▸ WORK TO COMPLETE
Repeat, exactly as written, all of the entries, but not their pictures.

▸ DATA EXCERPTS
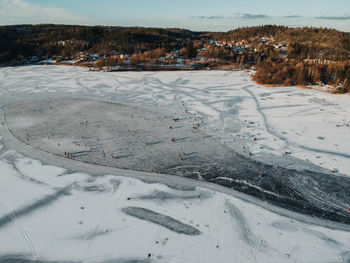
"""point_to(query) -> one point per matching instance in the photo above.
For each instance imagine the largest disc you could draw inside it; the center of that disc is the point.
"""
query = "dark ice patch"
(162, 220)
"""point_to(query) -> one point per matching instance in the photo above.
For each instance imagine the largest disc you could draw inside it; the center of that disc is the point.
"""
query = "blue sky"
(200, 15)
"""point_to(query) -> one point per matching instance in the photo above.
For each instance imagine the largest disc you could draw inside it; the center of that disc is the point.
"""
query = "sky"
(197, 15)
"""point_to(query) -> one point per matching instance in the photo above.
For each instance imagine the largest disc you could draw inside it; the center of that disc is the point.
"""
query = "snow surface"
(48, 213)
(303, 123)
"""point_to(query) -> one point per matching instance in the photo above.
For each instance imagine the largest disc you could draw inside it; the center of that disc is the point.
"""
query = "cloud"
(341, 18)
(210, 17)
(292, 16)
(254, 16)
(20, 11)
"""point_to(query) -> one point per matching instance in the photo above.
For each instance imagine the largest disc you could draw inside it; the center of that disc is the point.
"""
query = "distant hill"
(281, 55)
(49, 40)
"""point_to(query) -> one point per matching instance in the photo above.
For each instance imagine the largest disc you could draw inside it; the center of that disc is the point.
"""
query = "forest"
(280, 55)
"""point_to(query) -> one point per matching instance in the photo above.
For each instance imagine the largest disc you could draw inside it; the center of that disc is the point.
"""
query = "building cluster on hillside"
(176, 56)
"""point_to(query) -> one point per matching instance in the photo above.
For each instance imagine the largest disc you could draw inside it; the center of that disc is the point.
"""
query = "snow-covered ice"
(50, 213)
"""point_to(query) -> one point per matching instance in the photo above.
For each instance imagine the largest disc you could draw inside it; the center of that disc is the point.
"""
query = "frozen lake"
(285, 145)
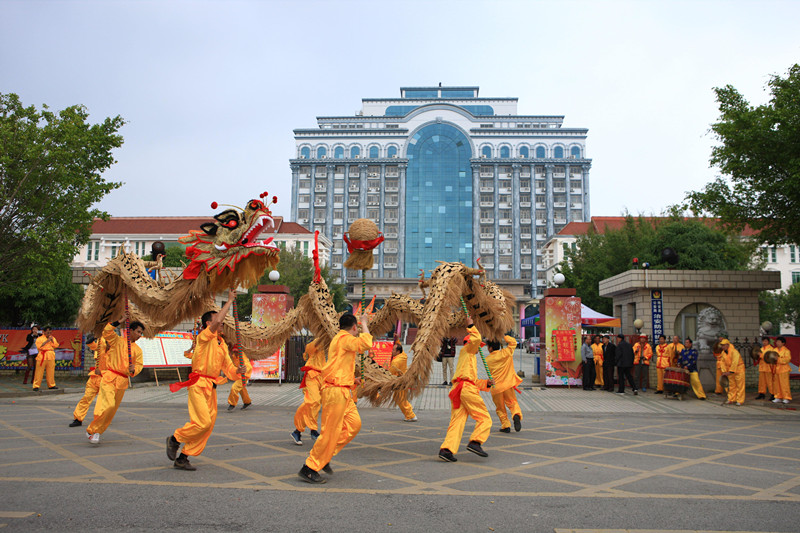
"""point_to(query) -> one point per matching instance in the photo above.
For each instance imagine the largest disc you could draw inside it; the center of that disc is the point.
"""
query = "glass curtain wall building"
(447, 175)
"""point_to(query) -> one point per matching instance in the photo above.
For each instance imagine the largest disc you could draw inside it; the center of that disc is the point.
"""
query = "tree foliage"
(51, 166)
(760, 156)
(699, 245)
(297, 272)
(51, 299)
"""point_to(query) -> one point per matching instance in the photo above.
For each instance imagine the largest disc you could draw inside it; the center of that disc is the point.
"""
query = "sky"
(211, 91)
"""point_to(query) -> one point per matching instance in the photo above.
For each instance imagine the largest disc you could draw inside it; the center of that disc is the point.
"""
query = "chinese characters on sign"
(657, 307)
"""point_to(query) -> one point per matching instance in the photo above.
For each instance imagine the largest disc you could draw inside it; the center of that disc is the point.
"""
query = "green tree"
(759, 153)
(51, 299)
(297, 272)
(51, 166)
(699, 245)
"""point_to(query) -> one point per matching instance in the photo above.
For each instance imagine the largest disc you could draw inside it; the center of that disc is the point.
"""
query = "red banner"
(68, 353)
(565, 345)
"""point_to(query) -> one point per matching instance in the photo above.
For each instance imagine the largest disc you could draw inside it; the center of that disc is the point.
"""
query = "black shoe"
(310, 476)
(475, 447)
(172, 448)
(184, 464)
(447, 455)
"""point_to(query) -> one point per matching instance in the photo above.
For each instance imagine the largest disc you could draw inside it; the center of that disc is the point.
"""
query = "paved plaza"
(584, 461)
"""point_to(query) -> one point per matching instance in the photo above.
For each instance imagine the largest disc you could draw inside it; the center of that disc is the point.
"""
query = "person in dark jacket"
(625, 364)
(609, 362)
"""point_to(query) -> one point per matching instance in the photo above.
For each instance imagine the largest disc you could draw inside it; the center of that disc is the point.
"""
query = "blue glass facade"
(438, 198)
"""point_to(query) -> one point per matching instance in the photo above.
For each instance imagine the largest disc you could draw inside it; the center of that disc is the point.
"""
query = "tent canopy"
(589, 318)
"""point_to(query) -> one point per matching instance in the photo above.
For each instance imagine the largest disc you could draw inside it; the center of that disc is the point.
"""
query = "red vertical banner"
(268, 308)
(565, 345)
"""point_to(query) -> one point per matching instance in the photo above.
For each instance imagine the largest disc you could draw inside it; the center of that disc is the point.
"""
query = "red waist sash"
(194, 377)
(455, 394)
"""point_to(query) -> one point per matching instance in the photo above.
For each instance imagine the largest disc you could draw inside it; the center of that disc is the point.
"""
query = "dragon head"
(229, 250)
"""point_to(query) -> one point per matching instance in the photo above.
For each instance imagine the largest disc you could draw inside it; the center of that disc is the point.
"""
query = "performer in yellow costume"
(597, 349)
(466, 401)
(782, 369)
(46, 360)
(398, 367)
(732, 365)
(239, 386)
(766, 372)
(114, 383)
(340, 419)
(311, 385)
(209, 359)
(501, 365)
(99, 349)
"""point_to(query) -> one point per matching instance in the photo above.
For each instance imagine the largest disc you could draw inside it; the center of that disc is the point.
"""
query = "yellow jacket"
(501, 365)
(47, 348)
(784, 356)
(467, 367)
(117, 362)
(399, 364)
(211, 357)
(341, 366)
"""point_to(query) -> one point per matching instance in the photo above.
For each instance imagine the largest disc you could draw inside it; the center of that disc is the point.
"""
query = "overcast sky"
(211, 91)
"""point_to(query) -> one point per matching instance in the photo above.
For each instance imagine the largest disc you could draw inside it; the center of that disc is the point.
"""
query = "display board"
(68, 354)
(166, 349)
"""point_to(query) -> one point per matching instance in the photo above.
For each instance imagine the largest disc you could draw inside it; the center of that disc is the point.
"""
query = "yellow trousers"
(766, 382)
(507, 398)
(306, 415)
(237, 388)
(202, 415)
(92, 388)
(471, 405)
(401, 400)
(697, 387)
(736, 388)
(48, 367)
(340, 424)
(598, 369)
(108, 399)
(781, 386)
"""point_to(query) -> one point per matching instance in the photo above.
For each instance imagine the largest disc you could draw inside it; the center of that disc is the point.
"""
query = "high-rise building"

▸ THE ANSWER
"""point_to(query) -> one point per matching instance in the photo above.
For each instance imagine the largest disc you could draw inside it; the center of that disc is the point.
"""
query = "dark ice patch"
(162, 220)
"""point_to(query) -> one point per matching instance in the photo above.
For each instance imagine the largest disc you could draw inside it; the center of that disc is the point.
"""
query = "blue sky"
(200, 15)
"""point_to(query) -> one point per matching instance in the photo above.
For each instance imagine the largest disc you could draw inside it; the center of that disc is the point.
"""
query = "sky"
(197, 15)
"""point_to(query) -> one point per matching instance in the photo above.
For each instance imagine the largest disc you could draw inside it; the center of that disc is the point.
"""
query = "snow surface"
(48, 213)
(303, 123)
"""point_to(query) -> one point per matching instance in the photo above.
For each instance imagine the largest disc you could draw inside it; the center of that disc is the point.
"""
query = "cloud"
(341, 18)
(210, 17)
(292, 16)
(254, 16)
(20, 11)
"""point_to(query) -> one point per matching instance in the photo above.
For each instance imagine the largest disc you could draw inside it; the center of that disc is the point.
"""
query = "distant hill"
(281, 55)
(49, 40)
"""point_to(query) -> one point per matching instance in the photo above.
For each instance imagine the largest disc you could draw inside it; the center of that disc is the point.
"""
query = "forest"
(280, 55)
"""point_to(query) -> one point per matching instance in the photo above.
For each instance imagine the largest disc you could draw inside it; the center of that disc is the point.
"""
query = "building cluster on hillside"
(176, 56)
"""point_to(query) -> one point per matching instance in the photo above.
For each instance imagine the largest disc you could draw inside it; the center of that disc is the point.
"""
query = "snow-covered ice"
(50, 213)
"""point_to(query) -> one point per matching instance in the photo above.
For each instance imagine the largest disc you could draw inside it; the center of that disc is the point.
"""
query = "frozen lake"
(285, 145)
"""point_to(query) -> one point per matching instance in the photo above.
For each instance imagine the largest disc you could draw inside it; the center of that disc is the point.
"""
query = "glass curtain wall building"
(447, 175)
"""point_to(query) -> one point per matching instance in the photo above.
For each instance imagine the largest disc you could draw inside it; the center of that disc is the point.
"""
query = "tree foliage"
(51, 166)
(760, 156)
(699, 245)
(297, 272)
(51, 299)
"""point_to(query) -> one point per matching instance in the photo above.
For each instance imagine the largest disc you could draw inside it; the center of that disc is the point.
"""
query = "sky"
(211, 91)
"""point_to(query) -> one point per matching instance in the photo above.
For each instance imagine the largest disc you could draw inside it; the center of that disc is the point.
"""
query = "chinese characters on sign"
(657, 307)
"""point_to(query) -> one point per matching instance in the photo above.
For each instance imagine the largest disc you could draw inside it; the center of that disc is the point.
"""
query = "green tree"
(759, 153)
(51, 299)
(297, 272)
(51, 166)
(699, 245)
"""point_to(query) -> one point per matching instance in the photo above.
For each instance imagine the largest disc you could draw inside it; the center of that disc is the point.
"""
query = "red banner"
(68, 353)
(565, 345)
"""point_to(query) -> one point per matching instance in the photo above.
For each instance imagine the largest disc you could draw inside it; the center of that disc is the point.
"""
query = "black shoe"
(310, 476)
(475, 447)
(172, 448)
(184, 464)
(447, 455)
"""point_to(query) -> one point per matching instance in the photo above.
For each instance imagine the largest disc you could draw inside it; the center of that disc is the point.
"""
query = "paved plaza"
(584, 461)
"""point_to(query) -> one point per matching instance in the photo above.
For each instance imagine the largest disc you could draw inside it; the center of that disc is the point.
"""
query = "person in dark jacket"
(625, 364)
(609, 362)
"""point_to(query) -> one point per matching instance in the photo above.
For each instance imagine the largest disc you could draw inside it; the center of that disc is the point.
"""
query = "blue glass facade"
(438, 198)
"""point_to(query) -> one point per matching instance in the photo above.
For each instance imagine the largest disc you could draw inside it; the center of that disc is the point.
"""
query = "tent canopy"
(589, 318)
"""point_to(query) -> one point per matching instance in the photo above.
For each instance imagine the largest disc you could draw inside it; the center of that disc is the point.
"""
query = "red vertical banner"
(268, 308)
(565, 345)
"""point_to(query) -> one point per matching instance in the photo above.
For each instance imagine the largest disc you could draw inside it; the center of that disc is the point.
"""
query = "red waist sash"
(194, 377)
(455, 394)
"""point_to(query) -> one point per matching instance in the photo above.
For each instance imagine the largest disc you could draw inside it; the center of that disc is the point.
"""
query = "dragon head"
(229, 250)
"""point_to(query) -> one point per matching instance in the photo above.
For each instance imagine the largest disc you could draw inside it; the center of that disc is the point.
"""
query = "performer in yellow costume"
(597, 349)
(466, 401)
(782, 369)
(46, 360)
(398, 367)
(732, 365)
(239, 386)
(766, 372)
(114, 383)
(340, 419)
(311, 385)
(209, 359)
(501, 365)
(99, 349)
"""point_to(query) -> one point per matching instance in the photo above.
For each instance imagine the largest disc you could draw inside it; the center of that disc is the point.
"""
query = "yellow jacket"
(501, 365)
(47, 348)
(784, 356)
(467, 367)
(117, 362)
(399, 364)
(211, 357)
(341, 366)
"""point_to(query) -> one point per matching instance in the photo above.
For each instance imagine the largest disc you could draw inside it; the center of that disc is the point.
"""
query = "overcast sky"
(211, 91)
"""point_to(query) -> one point per matching instance in the photo above.
For each instance imagine the largest disc you could draw inside it; the center of that disc is the point.
"""
query = "display board"
(68, 354)
(166, 349)
"""point_to(query) -> one point per matching instance in the photo above.
For each instance imagine the largest disc you could draw inside it; the center of that disc is the point.
"""
query = "yellow trousers"
(766, 382)
(507, 398)
(306, 415)
(237, 388)
(202, 415)
(92, 388)
(471, 405)
(401, 400)
(697, 387)
(736, 388)
(48, 367)
(340, 424)
(598, 369)
(108, 399)
(781, 386)
"""point_to(query) -> one point per matching instance in the photo above.
For each instance imagine the largest disc you could draw inside it; the center of that disc is the point.
"""
query = "high-rise building"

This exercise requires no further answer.